■ Given task
Using the account of a bad day below, decide whether each statement agrees with it. Answer yes or no for each, and quote the words that settle it. (a) The commuter bus waited for the late train that morning. (b) At work, 6 lots were missed. (c) Adding the missing lots afterward would cost another $800.

──────── Source passage ────────

What a fucking shitty day

it's been a while, but i've finally hit a trough in my life.
one of those ephemeral portions of life that seem to last
forever. if life were measured in peaks and troughs, in
mountains and valleys this day wouldn't be a valley...unless
that valley were a valley full of shit.
this is how it started:
i wake up at 6 am to take juli to the car mechanic. i hate
car mechanics more than i hate dry-cleaners, but still, it
all went over smoothly. so there the two of us are together
in my car waiting for my commuter train to pull up, and to
be quite honest, that was the best part of my day. i just
got to sit there with her and enjoy us together.
then of course the BUS drove by us. now this bus is a
commuter bus that has one duty: to pick up this one lady
that gets off the same train i get on. this bus is driven
by an asshole and if the train is more than a minute late he
will drive off. he did it today.
i felt so badly for the lady, i talked to her and she said
that she would now have to wait an extra hour and burn a
vacation hour. jesus fucking christ.
i felt so badly for her. i mean how shitty is that? if
that asshole could have just waited 2 seconds (literally!),
she wouldn't have had to.
i wished her the best of days and i hope she got it. for i
got the worst.
i got onto the train and at the next stop this obese white
guy with a beard sat down next to me (in a 2 seater) and
starting eating an apple. now, i have come to the
determination that apples are the noisiest food ever; and my
biggest pet peeve is when people "schmatz" which basically
means smack their lips and saliva in some grandiouse
symphony of digestion. he did this, and this is how it sounded:
"cruuuuunch, chomp, chomp, gulp." twenty times over, with
bits of apple in his beard. ugh.
work.
i fucked up. i registered something and didn't notice
someone else's mistake. they told me that 91 lots were to
be registered, but actually there were 97 lots. i missed
the 6 lots because i trusted them. i was a FUCKING IDIOT
and didn't double-check it all.
this may not seem like much to you, but i take so much pride
in my work that it hurt me beyond belief. i was negligent
and didn't corroborate their information just to make a
dead-line.
i died a slow death at about 10 o'clock. when i had this
conversation wiht my supervisor:
"there are an extra 6 lots on the plat, can i just add them
in arrears?"
trying her best to maintain a placid face, but betraying it
with pure dismayal,
"ummm, no that will cost another $800."
my stomach turned the way it does when horrible things
happen. it was my first true fuck-up on the job. i mean a
true fuck-up.
i sat there dumb-founded for about 15 mins at my desk. this
was the same day that my "protege" started. i felt so badly
because all i could think about was myself.
we all went to lunch at a mexican restaurant (which was
supposed to be the highlight of my day but i just couldn't
eat). i sat there still quite silent when the waiter
spilled a cup of ice-water upon my shoulder. i shrieked and
jumped up.............knocking the whole god-damned picture
on myself.

──────── Dataset entries ────────

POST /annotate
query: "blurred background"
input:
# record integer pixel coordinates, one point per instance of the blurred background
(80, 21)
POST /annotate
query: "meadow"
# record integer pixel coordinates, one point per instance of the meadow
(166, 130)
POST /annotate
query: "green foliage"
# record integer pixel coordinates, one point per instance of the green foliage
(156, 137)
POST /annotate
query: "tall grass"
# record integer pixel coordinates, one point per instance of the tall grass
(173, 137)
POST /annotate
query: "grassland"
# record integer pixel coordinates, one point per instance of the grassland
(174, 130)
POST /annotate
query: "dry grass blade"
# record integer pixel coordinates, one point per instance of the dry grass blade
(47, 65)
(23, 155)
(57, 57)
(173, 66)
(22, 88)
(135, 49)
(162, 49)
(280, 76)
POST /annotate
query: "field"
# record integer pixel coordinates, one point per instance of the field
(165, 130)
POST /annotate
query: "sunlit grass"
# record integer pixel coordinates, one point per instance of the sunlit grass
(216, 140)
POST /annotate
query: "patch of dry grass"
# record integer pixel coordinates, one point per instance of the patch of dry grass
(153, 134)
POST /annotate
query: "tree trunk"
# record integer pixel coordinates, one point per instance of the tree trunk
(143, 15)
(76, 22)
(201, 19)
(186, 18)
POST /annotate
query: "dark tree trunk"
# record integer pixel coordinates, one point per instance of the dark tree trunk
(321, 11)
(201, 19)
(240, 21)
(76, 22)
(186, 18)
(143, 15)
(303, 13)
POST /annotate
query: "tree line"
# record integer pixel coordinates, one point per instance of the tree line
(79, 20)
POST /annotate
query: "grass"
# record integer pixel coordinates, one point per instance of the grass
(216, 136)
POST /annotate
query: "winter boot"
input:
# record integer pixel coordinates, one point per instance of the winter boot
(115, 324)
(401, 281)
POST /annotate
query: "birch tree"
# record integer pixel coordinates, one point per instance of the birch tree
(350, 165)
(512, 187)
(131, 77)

────────

■ The solution
(a) No: "he will drive off. he did it today."
(b) Yes: "i missed the 6 lots because i trusted them."
(c) Yes: "ummm, no that will cost another $800."